* [Selected excerpt]:
--- START ---

Reading Archives

With this blog, I am planning to offer, as regularly as possible, critical observations on the scholarly and popular literature analyzing the nature of archives or contributing to our understanding of archives in society. I hope this blog will be of assistance to anyone, especially faculty and graduate students, interested in understanding archives and their importance to society.

Friday, February 08, 2008

Counting the Dead and Recordkeeping


The relationship of war and archives is an intriguing one. When we examine the activities and results of wars and conflicts, we often discover the wreckage of archives, libraries, and museums. These cultural institutions are usually targeted as a means to demoralize the enemy or, in the most extreme of cases, to eradicate the evidence of a people’s existence and culture; sometimes they are just collateral damage. Yet, these same wars generate an industry of memorialization, including the creation of new libraries, archives, and museums – surrounded by monuments. Not only do we perceive tensions between destruction and preservation, but also we can see the evidence of intense contradictions. For example, the archives of a defeated nation are often captured and held by the victors as part of the spoils of war.

--- END ---

[Point-per-instance localization data]
--- START ---

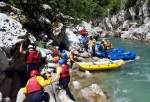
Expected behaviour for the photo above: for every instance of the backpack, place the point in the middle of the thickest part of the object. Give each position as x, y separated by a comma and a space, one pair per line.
32, 57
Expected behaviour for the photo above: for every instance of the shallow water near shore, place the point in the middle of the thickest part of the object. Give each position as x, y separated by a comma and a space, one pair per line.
130, 82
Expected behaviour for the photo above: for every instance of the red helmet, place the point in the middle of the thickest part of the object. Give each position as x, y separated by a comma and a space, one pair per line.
34, 72
72, 51
55, 52
55, 60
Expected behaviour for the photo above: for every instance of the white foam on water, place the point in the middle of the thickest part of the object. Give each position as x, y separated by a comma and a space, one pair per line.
135, 73
122, 99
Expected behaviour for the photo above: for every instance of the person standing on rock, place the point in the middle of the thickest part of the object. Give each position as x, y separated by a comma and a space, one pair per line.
83, 32
32, 59
72, 59
63, 75
34, 87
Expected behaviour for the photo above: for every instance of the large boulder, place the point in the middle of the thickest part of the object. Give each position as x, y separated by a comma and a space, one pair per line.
10, 33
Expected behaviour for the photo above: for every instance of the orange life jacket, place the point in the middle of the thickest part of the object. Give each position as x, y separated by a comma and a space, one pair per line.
33, 85
65, 71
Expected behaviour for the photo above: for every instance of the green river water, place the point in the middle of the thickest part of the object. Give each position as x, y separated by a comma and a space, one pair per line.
129, 83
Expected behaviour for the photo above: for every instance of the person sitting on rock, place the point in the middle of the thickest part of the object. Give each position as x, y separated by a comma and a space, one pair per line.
34, 87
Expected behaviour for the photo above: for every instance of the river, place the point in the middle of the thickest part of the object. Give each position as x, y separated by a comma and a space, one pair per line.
130, 82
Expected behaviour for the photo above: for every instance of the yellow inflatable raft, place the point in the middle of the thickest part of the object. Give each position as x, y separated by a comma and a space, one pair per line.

--- END ---

* [Required action]:
In the blog post on war and archives, what often happens to the archives of a defeated nation?

* [Task output]:
They are captured and held by the victors as part of the spoils of war.